■ **TAREA ASIGNADA**: Según el texto proporcionado, ¿qué impidió mostrarle a Cristina el jardín diseñado por Carlo Scarpa?

■ **TEXTO PROPORCIONADO**:
'''
Desde ahí, alcanzamos la chiesa de la Madonna dell’Orto donde admiramos más obras de Tintoretto. Cansadas de la lluvia nos refugiamos a comer en un restaurante que pintaba mejor de lo que resultó el risotto que pedimos. Durante la lenta elaboración del arroz, logré dibujar dos retratos de Cristina, en uno luce como Angelina Jolie y en otro como un ángel precioso con los ojos bizcos. Esa tarde, llegamos hasta la chiesa dei Gesuiti muy cerca del otro limite de la ciudad, la fondamenta Nova. Ya de regreso, tratamos de abrigarnos en la biblioteca de la fundación Querini Stampalia. Hace algunos años pude entrar a leer, ahora se necesita llevar el pasaporte consigo. La lluvia impidió que le mostrara a Cristina el jardín diseñado por Carlo Scarpa. Nos limitamos a comprar un recuerdo que me hizo reír: una imagen de il uomo pipistrello haciendo de gondoliero en su Batgondola (si alguien piensa que es un invento, que venga a ver mi mesa noche, ahí lo puse).

Alguna noche bebí un –turístico- y muy costoso aperitivo en la Piazza San Marco. El del Florian, bajo una noche de estrellas tuvo su encanto, el del caffé Lavena “local histórico de 1750”, jamás pensé pagar tanto por un té para la niña. Sin embargo, de todas las copas de proseco que bebí –que fueron muchas- la que subraya emocionada mi memoria fue una en el campo San Giacomo dell’Orio, una noche fría después de la lluvia, mientras intentaba con torpeza capturar a lápiz el espíritu de la plaza, el ambiente de un barrio de mayor autenticidad, el de Santa Croce. Gracias a la recomendación de la propietaria de un pequeño anticuario, comimos no muy lejos de ahí en un restaurante con nombre de auyama. Regresaríamos la última noche, a repetir el flan di zucca.
'''
■ **LISTADO SUMINISTRADO**:
'''
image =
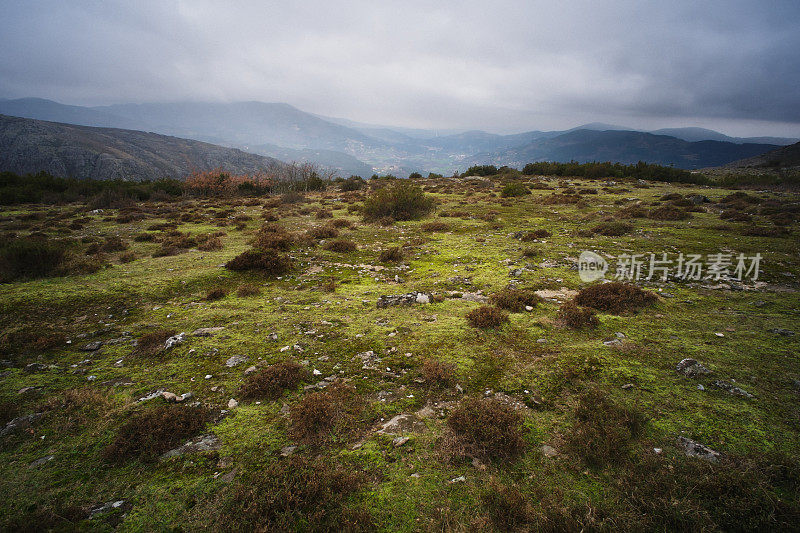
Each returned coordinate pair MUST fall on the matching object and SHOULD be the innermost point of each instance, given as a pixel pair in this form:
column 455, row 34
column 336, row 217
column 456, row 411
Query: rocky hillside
column 66, row 150
column 785, row 157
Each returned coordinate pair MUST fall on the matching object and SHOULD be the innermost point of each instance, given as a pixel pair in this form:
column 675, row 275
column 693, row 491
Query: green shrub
column 514, row 189
column 30, row 258
column 401, row 201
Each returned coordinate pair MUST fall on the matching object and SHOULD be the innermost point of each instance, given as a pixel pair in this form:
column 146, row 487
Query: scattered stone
column 206, row 332
column 402, row 423
column 732, row 389
column 286, row 451
column 235, row 360
column 174, row 340
column 169, row 396
column 399, row 441
column 204, row 443
column 21, row 422
column 695, row 449
column 41, row 461
column 106, row 507
column 475, row 297
column 402, row 299
column 691, row 368
column 549, row 451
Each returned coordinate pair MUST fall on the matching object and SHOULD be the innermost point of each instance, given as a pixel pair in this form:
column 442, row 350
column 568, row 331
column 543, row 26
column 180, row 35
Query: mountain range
column 67, row 150
column 284, row 132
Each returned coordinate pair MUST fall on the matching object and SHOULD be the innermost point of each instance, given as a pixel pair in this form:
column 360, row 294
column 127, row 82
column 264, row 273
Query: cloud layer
column 501, row 66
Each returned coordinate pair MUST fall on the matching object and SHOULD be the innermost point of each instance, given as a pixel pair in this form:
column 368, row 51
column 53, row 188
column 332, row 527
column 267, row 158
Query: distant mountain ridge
column 786, row 157
column 627, row 147
column 277, row 129
column 68, row 150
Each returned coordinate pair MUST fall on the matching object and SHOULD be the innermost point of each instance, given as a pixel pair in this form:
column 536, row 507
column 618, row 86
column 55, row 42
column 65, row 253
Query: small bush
column 268, row 261
column 127, row 257
column 431, row 227
column 216, row 294
column 438, row 374
column 487, row 429
column 114, row 244
column 668, row 213
column 328, row 415
column 30, row 258
column 391, row 255
column 152, row 343
column 400, row 201
column 210, row 244
column 514, row 189
column 340, row 246
column 149, row 434
column 270, row 383
column 615, row 297
column 323, row 232
column 514, row 300
column 487, row 317
column 527, row 236
column 613, row 229
column 292, row 494
column 247, row 290
column 572, row 316
column 602, row 429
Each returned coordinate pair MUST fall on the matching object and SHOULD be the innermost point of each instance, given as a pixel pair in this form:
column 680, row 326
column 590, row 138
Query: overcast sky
column 500, row 66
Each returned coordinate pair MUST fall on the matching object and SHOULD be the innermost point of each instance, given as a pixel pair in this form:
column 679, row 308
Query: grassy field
column 531, row 425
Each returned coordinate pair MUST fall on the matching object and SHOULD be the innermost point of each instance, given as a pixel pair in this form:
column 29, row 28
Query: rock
column 169, row 396
column 204, row 443
column 235, row 360
column 402, row 423
column 174, row 340
column 698, row 199
column 549, row 451
column 399, row 441
column 691, row 368
column 695, row 449
column 21, row 422
column 732, row 389
column 153, row 395
column 106, row 507
column 206, row 332
column 286, row 451
column 41, row 461
column 402, row 299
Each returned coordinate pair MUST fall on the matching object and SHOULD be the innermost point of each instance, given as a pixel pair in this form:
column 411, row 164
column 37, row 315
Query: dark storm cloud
column 497, row 66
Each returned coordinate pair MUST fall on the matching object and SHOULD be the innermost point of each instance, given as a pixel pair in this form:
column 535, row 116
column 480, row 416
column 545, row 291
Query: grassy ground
column 614, row 480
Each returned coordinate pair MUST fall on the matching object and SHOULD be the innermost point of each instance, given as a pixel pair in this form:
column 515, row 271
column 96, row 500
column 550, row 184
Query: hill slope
column 66, row 150
column 626, row 147
column 785, row 157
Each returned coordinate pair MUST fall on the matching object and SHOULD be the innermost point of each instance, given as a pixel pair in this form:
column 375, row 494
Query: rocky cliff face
column 29, row 146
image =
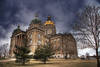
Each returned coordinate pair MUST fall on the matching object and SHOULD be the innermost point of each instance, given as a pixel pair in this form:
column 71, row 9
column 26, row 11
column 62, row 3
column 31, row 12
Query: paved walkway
column 7, row 60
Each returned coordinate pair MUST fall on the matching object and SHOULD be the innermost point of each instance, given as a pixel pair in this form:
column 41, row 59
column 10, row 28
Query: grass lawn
column 53, row 63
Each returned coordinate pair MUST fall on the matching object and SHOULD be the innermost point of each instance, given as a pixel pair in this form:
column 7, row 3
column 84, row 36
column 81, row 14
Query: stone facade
column 39, row 33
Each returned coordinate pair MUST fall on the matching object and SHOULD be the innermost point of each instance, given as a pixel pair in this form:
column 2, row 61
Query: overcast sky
column 14, row 12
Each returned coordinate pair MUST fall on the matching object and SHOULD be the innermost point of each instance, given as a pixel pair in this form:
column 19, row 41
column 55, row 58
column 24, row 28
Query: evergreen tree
column 22, row 52
column 43, row 53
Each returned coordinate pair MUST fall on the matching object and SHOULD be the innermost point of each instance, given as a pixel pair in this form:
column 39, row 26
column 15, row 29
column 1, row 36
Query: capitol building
column 39, row 33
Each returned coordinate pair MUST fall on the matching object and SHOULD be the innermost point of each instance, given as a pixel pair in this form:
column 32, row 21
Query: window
column 39, row 36
column 39, row 42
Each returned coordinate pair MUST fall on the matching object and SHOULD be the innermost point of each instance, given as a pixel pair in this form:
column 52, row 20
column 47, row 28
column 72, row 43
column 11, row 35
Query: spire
column 36, row 16
column 18, row 27
column 49, row 18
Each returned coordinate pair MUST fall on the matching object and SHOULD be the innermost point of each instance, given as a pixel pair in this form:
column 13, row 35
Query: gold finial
column 49, row 18
column 18, row 26
column 36, row 15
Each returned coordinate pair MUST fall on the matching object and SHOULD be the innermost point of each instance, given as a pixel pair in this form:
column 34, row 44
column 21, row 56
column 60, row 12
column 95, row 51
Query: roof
column 35, row 21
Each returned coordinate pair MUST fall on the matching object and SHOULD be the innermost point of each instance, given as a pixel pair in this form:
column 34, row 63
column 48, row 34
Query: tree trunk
column 97, row 57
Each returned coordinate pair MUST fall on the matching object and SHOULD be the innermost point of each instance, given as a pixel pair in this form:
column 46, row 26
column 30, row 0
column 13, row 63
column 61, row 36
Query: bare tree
column 88, row 28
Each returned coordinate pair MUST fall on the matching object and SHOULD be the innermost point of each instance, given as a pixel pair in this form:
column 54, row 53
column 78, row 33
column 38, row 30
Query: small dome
column 49, row 21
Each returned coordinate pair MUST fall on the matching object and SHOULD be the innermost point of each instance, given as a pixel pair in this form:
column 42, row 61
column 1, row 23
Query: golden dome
column 49, row 21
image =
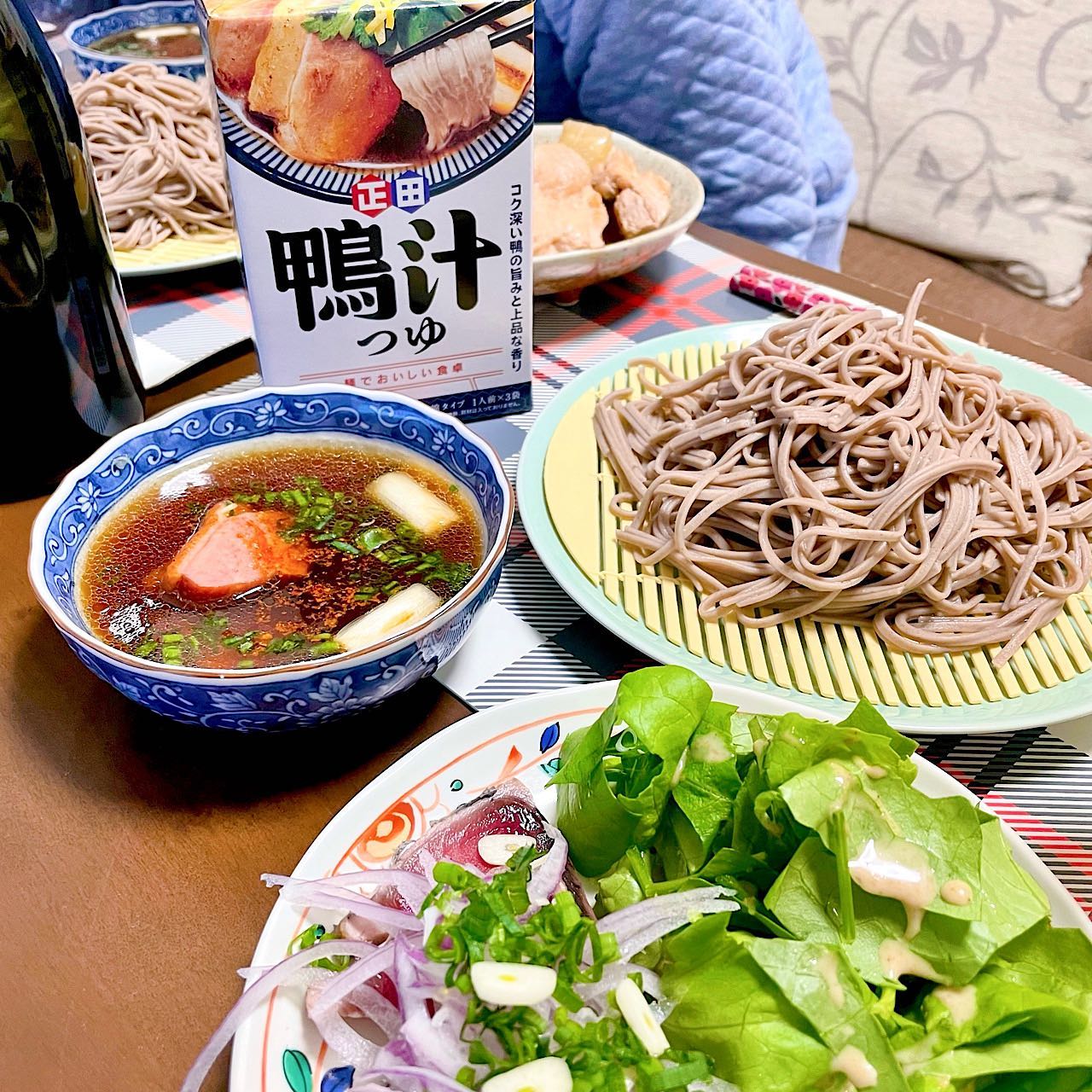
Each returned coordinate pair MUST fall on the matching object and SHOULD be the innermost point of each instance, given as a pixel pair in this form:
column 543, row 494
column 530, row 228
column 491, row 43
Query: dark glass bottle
column 69, row 375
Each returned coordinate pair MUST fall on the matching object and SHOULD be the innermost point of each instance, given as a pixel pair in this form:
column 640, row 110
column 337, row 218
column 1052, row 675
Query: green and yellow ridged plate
column 176, row 254
column 565, row 487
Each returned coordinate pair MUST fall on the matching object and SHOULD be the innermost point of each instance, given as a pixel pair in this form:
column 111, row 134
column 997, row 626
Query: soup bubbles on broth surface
column 279, row 553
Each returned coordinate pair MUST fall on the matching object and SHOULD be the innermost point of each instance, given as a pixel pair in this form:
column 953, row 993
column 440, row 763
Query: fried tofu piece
column 276, row 67
column 340, row 102
column 236, row 35
column 566, row 213
column 642, row 199
column 514, row 65
column 644, row 206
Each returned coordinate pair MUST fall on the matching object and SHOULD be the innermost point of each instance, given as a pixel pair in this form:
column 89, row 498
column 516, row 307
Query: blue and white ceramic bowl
column 297, row 694
column 82, row 33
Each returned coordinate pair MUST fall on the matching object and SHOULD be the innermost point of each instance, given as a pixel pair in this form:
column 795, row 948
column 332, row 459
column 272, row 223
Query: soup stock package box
column 380, row 166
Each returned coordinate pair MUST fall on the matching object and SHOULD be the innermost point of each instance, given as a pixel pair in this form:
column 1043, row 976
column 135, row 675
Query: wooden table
column 131, row 846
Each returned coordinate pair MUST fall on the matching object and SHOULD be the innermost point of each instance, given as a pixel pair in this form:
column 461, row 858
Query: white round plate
column 277, row 1049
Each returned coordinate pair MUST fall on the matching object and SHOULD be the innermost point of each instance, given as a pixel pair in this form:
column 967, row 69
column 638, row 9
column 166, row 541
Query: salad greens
column 885, row 939
column 488, row 919
column 381, row 26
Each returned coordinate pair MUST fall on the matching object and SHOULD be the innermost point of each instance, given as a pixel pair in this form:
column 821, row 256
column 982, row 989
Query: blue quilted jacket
column 733, row 88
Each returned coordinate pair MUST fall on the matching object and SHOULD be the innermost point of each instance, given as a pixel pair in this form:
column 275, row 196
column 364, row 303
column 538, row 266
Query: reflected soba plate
column 177, row 256
column 520, row 740
column 565, row 485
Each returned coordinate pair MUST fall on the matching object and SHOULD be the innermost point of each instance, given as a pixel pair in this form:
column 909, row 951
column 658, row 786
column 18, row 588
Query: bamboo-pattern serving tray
column 565, row 488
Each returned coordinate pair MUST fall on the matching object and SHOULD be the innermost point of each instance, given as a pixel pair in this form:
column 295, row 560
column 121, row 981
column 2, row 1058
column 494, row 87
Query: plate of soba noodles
column 843, row 506
column 155, row 147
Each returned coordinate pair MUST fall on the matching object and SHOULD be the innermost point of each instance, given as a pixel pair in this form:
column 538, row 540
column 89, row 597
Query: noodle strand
column 850, row 468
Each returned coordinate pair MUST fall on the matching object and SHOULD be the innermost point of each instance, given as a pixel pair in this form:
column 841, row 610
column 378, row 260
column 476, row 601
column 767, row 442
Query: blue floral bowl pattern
column 299, row 694
column 82, row 33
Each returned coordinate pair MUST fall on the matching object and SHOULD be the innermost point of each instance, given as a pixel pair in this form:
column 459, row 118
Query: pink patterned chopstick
column 794, row 296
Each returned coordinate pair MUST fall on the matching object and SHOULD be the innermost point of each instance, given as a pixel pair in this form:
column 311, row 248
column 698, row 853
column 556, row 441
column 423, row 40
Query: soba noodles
column 850, row 468
column 155, row 148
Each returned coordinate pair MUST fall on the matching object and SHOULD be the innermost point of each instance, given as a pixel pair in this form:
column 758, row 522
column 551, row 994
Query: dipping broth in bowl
column 165, row 42
column 279, row 552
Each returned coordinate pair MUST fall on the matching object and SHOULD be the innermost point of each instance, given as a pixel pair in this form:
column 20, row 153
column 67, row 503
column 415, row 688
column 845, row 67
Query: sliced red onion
column 416, row 979
column 366, row 967
column 353, row 1048
column 365, row 1001
column 435, row 1040
column 253, row 996
column 355, row 927
column 319, row 893
column 427, row 1077
column 412, row 887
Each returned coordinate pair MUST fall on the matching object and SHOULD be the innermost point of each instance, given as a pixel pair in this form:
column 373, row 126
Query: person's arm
column 708, row 82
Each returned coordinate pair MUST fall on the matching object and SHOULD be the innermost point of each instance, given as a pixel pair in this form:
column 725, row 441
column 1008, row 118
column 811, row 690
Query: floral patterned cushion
column 972, row 129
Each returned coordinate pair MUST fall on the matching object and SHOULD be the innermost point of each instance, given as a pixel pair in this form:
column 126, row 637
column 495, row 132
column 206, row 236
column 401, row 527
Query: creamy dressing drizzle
column 960, row 1002
column 710, row 747
column 956, row 892
column 855, row 1067
column 827, row 966
column 913, row 1057
column 897, row 960
column 900, row 870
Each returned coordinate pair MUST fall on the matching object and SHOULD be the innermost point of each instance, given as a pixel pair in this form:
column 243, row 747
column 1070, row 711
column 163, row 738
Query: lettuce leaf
column 857, row 815
column 806, row 896
column 768, row 1013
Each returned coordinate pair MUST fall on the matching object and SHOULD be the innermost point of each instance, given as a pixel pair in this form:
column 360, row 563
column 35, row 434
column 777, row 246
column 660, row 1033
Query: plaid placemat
column 179, row 322
column 533, row 638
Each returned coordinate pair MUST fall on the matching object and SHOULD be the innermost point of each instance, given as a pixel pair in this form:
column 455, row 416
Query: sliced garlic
column 404, row 608
column 543, row 1075
column 498, row 849
column 410, row 502
column 512, row 983
column 636, row 1014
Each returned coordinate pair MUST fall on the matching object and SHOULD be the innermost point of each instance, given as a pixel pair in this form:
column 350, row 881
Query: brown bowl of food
column 604, row 206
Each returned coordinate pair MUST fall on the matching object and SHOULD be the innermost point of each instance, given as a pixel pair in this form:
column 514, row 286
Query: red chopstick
column 783, row 292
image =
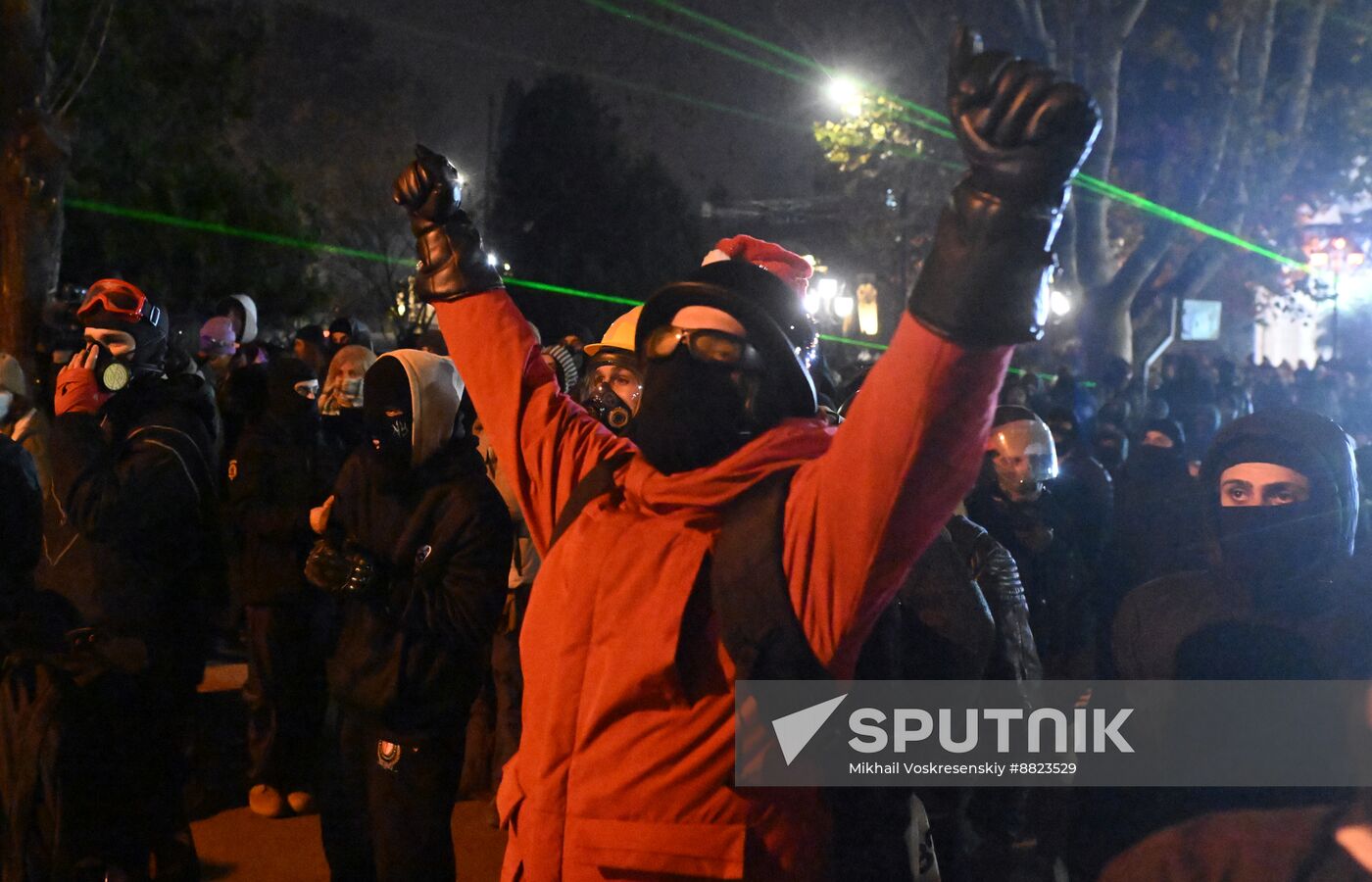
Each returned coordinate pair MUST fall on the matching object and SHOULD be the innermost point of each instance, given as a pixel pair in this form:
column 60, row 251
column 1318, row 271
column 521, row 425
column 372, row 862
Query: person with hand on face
column 628, row 712
column 274, row 477
column 416, row 549
column 132, row 549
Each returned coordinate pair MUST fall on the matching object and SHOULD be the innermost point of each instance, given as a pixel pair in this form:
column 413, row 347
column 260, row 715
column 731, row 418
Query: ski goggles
column 120, row 299
column 704, row 345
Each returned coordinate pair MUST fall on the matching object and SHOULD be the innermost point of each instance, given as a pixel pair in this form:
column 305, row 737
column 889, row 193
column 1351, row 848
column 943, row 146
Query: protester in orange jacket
column 627, row 752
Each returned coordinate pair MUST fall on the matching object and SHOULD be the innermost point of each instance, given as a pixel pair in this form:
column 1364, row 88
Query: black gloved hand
column 452, row 261
column 1024, row 132
column 1025, row 136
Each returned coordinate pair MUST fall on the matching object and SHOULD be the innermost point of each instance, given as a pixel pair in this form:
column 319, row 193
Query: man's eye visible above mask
column 1285, row 494
column 1235, row 493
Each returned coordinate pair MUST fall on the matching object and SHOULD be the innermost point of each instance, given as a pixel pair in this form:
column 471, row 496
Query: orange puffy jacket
column 624, row 768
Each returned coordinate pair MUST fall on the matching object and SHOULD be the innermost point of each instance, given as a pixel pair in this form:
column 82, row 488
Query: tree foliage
column 576, row 206
column 158, row 130
column 1234, row 112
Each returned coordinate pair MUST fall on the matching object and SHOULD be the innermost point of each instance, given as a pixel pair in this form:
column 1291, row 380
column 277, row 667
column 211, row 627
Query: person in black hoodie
column 1280, row 509
column 1014, row 505
column 273, row 481
column 417, row 546
column 1156, row 529
column 130, row 548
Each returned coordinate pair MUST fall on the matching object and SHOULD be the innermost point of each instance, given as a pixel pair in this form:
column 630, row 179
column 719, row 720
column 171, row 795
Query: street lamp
column 1338, row 257
column 846, row 93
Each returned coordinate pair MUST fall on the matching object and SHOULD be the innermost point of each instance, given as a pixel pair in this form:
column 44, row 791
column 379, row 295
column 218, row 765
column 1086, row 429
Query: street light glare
column 846, row 93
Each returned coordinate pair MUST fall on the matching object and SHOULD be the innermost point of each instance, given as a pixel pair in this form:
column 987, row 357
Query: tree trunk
column 33, row 168
column 33, row 164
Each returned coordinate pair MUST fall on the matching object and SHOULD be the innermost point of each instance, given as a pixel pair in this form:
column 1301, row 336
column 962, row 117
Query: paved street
column 235, row 844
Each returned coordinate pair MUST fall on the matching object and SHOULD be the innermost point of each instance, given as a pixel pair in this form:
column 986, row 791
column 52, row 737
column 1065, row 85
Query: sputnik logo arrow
column 795, row 730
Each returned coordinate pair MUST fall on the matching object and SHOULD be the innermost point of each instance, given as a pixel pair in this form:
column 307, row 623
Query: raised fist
column 453, row 265
column 428, row 188
column 1025, row 132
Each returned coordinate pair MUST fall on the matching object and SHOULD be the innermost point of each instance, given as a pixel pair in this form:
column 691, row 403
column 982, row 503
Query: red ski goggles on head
column 120, row 299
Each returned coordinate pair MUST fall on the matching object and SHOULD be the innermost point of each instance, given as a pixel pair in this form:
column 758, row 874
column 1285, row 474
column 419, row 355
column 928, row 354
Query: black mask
column 692, row 415
column 388, row 414
column 1271, row 549
column 603, row 404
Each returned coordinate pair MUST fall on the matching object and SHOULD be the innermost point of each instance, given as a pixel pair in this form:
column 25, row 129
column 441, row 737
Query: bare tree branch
column 62, row 103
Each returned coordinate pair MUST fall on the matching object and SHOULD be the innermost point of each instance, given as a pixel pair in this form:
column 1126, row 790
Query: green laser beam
column 681, row 34
column 291, row 242
column 1084, row 181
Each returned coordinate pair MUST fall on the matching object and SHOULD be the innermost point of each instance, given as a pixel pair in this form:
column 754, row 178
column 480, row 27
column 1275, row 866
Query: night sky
column 475, row 48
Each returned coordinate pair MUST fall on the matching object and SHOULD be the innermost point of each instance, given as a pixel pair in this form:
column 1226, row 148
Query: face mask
column 608, row 408
column 350, row 393
column 391, row 436
column 692, row 415
column 1269, row 549
column 114, row 372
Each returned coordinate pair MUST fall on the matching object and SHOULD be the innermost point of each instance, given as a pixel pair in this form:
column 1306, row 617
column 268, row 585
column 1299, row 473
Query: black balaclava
column 299, row 415
column 1149, row 461
column 1268, row 548
column 387, row 387
column 1283, row 555
column 692, row 415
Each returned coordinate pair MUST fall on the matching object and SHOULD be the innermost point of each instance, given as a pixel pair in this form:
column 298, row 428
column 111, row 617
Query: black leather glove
column 1025, row 134
column 452, row 260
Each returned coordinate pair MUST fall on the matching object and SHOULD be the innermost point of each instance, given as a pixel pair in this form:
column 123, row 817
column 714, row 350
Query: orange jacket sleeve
column 859, row 515
column 548, row 442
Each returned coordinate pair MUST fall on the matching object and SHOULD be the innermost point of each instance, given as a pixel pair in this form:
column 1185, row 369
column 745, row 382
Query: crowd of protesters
column 475, row 562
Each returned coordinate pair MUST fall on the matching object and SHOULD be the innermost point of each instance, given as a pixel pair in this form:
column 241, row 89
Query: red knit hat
column 791, row 268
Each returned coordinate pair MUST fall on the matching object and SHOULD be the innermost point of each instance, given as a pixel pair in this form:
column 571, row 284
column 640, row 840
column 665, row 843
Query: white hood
column 249, row 318
column 435, row 393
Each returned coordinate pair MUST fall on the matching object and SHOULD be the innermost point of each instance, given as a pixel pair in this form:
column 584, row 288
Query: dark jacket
column 1290, row 845
column 273, row 480
column 130, row 539
column 414, row 649
column 1193, row 620
column 1040, row 538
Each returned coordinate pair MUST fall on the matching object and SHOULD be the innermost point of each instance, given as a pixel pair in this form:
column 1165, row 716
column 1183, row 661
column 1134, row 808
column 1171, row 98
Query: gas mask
column 1024, row 457
column 608, row 408
column 114, row 372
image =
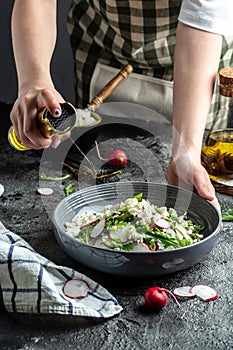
'''
■ **CAMPO DE RESPUESTA**: La lluvia.